请将下面这些行改写为编号列表，空行不计入。

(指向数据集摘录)
· · ·

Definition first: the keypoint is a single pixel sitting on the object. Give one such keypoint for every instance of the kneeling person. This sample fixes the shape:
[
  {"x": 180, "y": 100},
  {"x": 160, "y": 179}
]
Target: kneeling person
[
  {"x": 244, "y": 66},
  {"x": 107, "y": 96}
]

· · ·

**参考答案:**
1. Definition first: the keypoint is a single pixel sitting on the object. Give one such keypoint for every instance of the kneeling person. This sample fixes the shape:
2. [
3.   {"x": 180, "y": 100},
4.   {"x": 160, "y": 179}
5. ]
6. Target: kneeling person
7. [
8.   {"x": 244, "y": 66},
9.   {"x": 107, "y": 96}
10. ]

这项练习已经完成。